Aim of the exercise:
Starting at the first line of the data and ending at the line that contains "point(109, 49)", recast each nonblank line as a row of a Markdown table with the columns Index and Text, numbering the rows in order.

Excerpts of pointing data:
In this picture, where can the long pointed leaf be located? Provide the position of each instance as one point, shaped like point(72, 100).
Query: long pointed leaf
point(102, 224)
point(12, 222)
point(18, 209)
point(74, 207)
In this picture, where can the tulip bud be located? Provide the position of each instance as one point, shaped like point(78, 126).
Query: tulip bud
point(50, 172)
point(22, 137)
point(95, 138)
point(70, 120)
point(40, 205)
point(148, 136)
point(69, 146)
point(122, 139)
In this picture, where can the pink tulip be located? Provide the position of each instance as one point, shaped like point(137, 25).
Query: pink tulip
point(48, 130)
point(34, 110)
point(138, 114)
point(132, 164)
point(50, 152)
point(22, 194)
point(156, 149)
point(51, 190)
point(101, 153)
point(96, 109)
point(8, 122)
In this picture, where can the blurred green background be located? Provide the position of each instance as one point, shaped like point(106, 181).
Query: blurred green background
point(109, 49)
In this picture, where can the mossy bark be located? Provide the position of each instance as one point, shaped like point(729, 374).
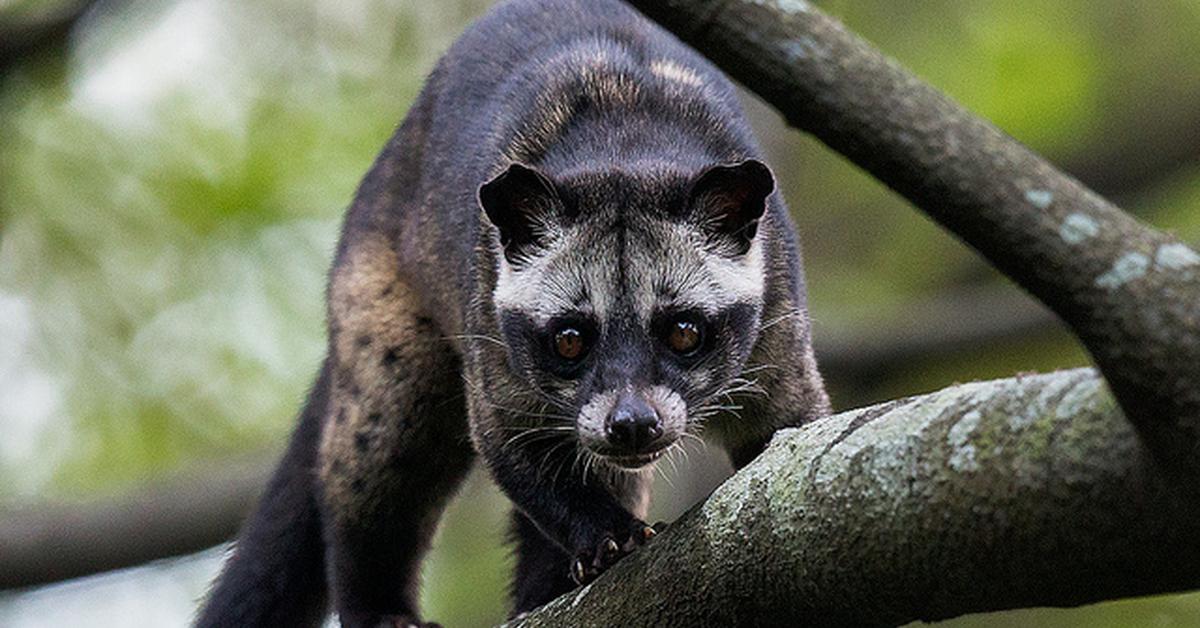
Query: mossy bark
point(1017, 492)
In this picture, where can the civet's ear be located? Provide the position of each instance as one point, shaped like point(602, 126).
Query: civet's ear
point(522, 203)
point(729, 199)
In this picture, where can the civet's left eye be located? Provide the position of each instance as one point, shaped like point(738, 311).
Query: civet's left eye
point(684, 336)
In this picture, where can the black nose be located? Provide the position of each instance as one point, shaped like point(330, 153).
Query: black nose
point(633, 425)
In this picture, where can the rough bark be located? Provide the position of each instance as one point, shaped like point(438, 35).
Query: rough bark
point(1009, 494)
point(1132, 294)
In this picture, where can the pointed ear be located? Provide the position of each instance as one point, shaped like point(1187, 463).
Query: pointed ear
point(729, 199)
point(521, 202)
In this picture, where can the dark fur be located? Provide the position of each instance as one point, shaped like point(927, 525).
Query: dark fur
point(417, 344)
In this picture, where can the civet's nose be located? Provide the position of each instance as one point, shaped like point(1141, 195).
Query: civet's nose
point(633, 424)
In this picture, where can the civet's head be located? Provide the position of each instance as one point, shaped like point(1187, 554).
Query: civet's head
point(629, 301)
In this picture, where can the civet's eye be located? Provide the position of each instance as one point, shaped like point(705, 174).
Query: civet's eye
point(684, 336)
point(569, 344)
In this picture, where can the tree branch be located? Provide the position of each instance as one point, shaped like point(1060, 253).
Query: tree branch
point(1132, 294)
point(46, 543)
point(1017, 492)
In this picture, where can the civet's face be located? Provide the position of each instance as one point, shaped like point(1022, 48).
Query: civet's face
point(629, 304)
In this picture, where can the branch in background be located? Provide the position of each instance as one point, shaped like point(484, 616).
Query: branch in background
point(963, 321)
point(1129, 293)
point(51, 543)
point(25, 35)
point(1018, 492)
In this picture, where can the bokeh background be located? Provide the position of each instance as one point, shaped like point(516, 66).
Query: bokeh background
point(172, 175)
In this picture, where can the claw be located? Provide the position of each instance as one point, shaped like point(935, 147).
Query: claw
point(579, 573)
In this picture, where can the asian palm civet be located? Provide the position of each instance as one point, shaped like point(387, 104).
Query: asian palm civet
point(569, 257)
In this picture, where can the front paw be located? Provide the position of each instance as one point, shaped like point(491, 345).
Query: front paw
point(594, 558)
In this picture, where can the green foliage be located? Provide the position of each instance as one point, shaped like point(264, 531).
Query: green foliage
point(171, 192)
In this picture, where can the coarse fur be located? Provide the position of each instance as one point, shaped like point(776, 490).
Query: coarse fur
point(568, 166)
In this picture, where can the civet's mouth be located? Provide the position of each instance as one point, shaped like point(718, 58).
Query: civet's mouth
point(634, 461)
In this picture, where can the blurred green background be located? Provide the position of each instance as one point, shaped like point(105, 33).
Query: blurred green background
point(172, 175)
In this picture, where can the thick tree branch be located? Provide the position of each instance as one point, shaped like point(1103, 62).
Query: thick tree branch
point(1009, 494)
point(1131, 293)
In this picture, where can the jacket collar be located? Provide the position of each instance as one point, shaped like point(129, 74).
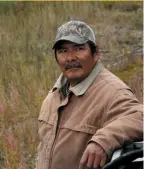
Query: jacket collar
point(81, 87)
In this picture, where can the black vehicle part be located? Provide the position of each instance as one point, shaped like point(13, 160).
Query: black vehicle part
point(128, 157)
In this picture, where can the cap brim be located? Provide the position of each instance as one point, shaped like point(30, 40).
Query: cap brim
point(71, 38)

Result below:
| Index | Text |
|---|---|
| 1 | In this picture, where can the long pointed leaf be located? Provide the position of each instance as one point, shaped like point(72, 100). |
| 2 | Query: long pointed leaf |
| 3 | point(102, 224) |
| 4 | point(12, 222) |
| 5 | point(18, 209) |
| 6 | point(74, 207) |
| 7 | In this picture, where can the tulip bud be located? Provide the position of each instance as one point, shaped like point(78, 126). |
| 8 | Query: tulip bud |
| 9 | point(50, 172) |
| 10 | point(22, 137) |
| 11 | point(95, 138) |
| 12 | point(70, 120) |
| 13 | point(40, 205) |
| 14 | point(148, 136) |
| 15 | point(69, 146) |
| 16 | point(122, 139) |
| 17 | In this picture, where can the pink tulip be located? Provide the position of each instance as one point, shaped like point(137, 25). |
| 18 | Query: pink tulip |
| 19 | point(48, 130) |
| 20 | point(34, 110) |
| 21 | point(138, 114) |
| 22 | point(132, 164) |
| 23 | point(50, 152) |
| 24 | point(22, 194) |
| 25 | point(156, 149) |
| 26 | point(51, 190) |
| 27 | point(101, 153) |
| 28 | point(96, 109) |
| 29 | point(8, 122) |
| 30 | In this picture, where can the blurred green background be located? Provide the position of each instance as one point, shaped like point(106, 181). |
| 31 | Query: blurred green background |
| 32 | point(109, 49) |